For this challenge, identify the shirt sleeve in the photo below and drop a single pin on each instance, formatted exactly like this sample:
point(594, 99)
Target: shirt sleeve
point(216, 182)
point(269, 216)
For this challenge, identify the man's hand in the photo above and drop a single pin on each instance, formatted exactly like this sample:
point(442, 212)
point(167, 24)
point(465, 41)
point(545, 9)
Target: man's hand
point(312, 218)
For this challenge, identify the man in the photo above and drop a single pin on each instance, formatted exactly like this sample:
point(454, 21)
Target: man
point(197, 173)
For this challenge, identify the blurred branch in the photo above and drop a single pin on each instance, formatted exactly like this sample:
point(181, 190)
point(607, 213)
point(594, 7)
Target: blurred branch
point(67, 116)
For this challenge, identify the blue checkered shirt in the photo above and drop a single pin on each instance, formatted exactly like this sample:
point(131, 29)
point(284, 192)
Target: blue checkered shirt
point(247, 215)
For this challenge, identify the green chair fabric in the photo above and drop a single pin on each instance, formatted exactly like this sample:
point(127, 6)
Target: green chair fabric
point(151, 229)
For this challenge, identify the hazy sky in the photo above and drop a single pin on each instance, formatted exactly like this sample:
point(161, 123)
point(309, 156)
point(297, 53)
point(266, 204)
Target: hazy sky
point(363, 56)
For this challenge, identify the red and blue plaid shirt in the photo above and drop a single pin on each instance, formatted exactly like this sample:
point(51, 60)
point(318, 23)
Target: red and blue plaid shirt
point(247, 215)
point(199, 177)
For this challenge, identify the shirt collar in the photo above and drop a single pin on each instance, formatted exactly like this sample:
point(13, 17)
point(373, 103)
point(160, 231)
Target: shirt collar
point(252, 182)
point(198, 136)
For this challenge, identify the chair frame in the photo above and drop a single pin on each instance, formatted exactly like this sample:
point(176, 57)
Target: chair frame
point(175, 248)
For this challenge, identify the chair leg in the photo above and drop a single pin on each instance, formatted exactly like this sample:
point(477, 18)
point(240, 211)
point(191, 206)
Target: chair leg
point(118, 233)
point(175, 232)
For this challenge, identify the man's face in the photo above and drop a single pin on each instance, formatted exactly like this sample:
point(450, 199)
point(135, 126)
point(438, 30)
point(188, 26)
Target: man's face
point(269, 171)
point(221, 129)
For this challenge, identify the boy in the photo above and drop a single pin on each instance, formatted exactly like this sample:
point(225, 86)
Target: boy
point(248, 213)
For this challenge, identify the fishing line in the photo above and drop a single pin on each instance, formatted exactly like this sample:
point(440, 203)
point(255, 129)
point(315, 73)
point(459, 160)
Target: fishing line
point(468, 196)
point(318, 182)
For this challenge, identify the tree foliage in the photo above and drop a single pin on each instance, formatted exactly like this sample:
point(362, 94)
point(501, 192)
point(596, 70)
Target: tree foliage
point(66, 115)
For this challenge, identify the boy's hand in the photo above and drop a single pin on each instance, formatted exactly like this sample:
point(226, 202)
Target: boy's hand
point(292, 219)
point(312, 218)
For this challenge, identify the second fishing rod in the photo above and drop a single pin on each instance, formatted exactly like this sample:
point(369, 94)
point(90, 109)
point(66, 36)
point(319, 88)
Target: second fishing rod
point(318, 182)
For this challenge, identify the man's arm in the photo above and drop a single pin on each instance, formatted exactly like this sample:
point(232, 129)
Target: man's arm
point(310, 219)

◇ ◇ ◇

**Directions:** Switch "challenge" to "task" everywhere in the lines above, and give all the lines again with nothing else changed.

**The answer:**
For this task, identify the shirt sleeve in the photo below and drop a single pin on each instance, formatted exactly like this sample:
point(594, 99)
Target: shirt sleeve
point(216, 182)
point(269, 216)
For this task, identify the man's hand in the photo above and drop a single pin on each instance, formatted exactly like this sample:
point(442, 212)
point(167, 24)
point(465, 41)
point(545, 9)
Target: man's hand
point(312, 218)
For this task, identify the man in the photo above and drop a single pin on each instance, formatted exactly like this sample:
point(454, 21)
Target: man
point(197, 173)
For this task, identify the blurred branch in the photo above and drop a single pin on each instance, formatted exactly like this sample:
point(181, 190)
point(607, 213)
point(594, 7)
Target: blurred branch
point(67, 116)
For this task, identify the blue checkered shirt in the photo above and drop a single pin on each instance, formatted exactly like this sample:
point(131, 29)
point(284, 192)
Target: blue checkered shirt
point(247, 215)
For this task, identify the green chair fabric in the photo above and drop a single pin on each instance, formatted exactly like this sample:
point(127, 6)
Target: green chair fabric
point(151, 229)
For this task, identify the hazy sky in the photo above and drop a single pin on each instance, formatted exactly like this sample:
point(161, 123)
point(309, 156)
point(297, 53)
point(266, 204)
Target: hazy sky
point(363, 56)
For this task, identify the red and blue plaid shirt in the photo above and drop a single pin on each instance, formatted exactly like this sample:
point(51, 60)
point(318, 23)
Target: red and blue plaid shirt
point(247, 215)
point(199, 177)
For this task, identify the shirt collar in the photo above and drop a single pin on each instance, formatted exactly like this sample:
point(13, 17)
point(373, 103)
point(160, 231)
Target: shirt collar
point(252, 182)
point(198, 136)
For this task, identify the chair frame in the photo above and drop a single pin on each instance, formatted exactly like this sample:
point(176, 57)
Target: chair frame
point(175, 248)
For this task, identify the chair leg in the photo above and drop a single pin on each instance, formatted exactly like this sample:
point(477, 18)
point(240, 211)
point(191, 206)
Target: chair leg
point(118, 233)
point(175, 232)
For this task, identify the man's face in the photo above and drop a single pin on each instance, formatted exactly like this sample:
point(450, 199)
point(135, 126)
point(438, 30)
point(188, 26)
Target: man's face
point(269, 171)
point(221, 129)
For this task, identify the boy in the photo above and drop a single pin on each instance, formatted exactly like this sample:
point(225, 86)
Target: boy
point(248, 213)
For this task, identify the fishing line in the photo above and drop a single pin on each instance, formatted exactly like this sample:
point(440, 203)
point(255, 129)
point(315, 73)
point(459, 160)
Target: fishing line
point(468, 196)
point(318, 182)
For this task, identify the tree foliage in the photo above and drop a single pin on each instance, formatted exactly like this sample:
point(362, 94)
point(501, 192)
point(596, 70)
Target: tree foliage
point(66, 115)
For this task, identify the boy's hand in the photo above and drop a single pin on each instance, formatted exactly like this sample:
point(226, 202)
Target: boy's hand
point(292, 219)
point(312, 218)
For this task, identify the second fishing rod in the photo above and drop a single pin on each instance, formatted exactly like this sample:
point(369, 94)
point(90, 109)
point(66, 36)
point(319, 88)
Target: second fishing rod
point(318, 182)
For this task, identify the man's arm in the photo above and drop a single pin on each instance, formatted exactly like this sample:
point(232, 129)
Target: man's arm
point(310, 219)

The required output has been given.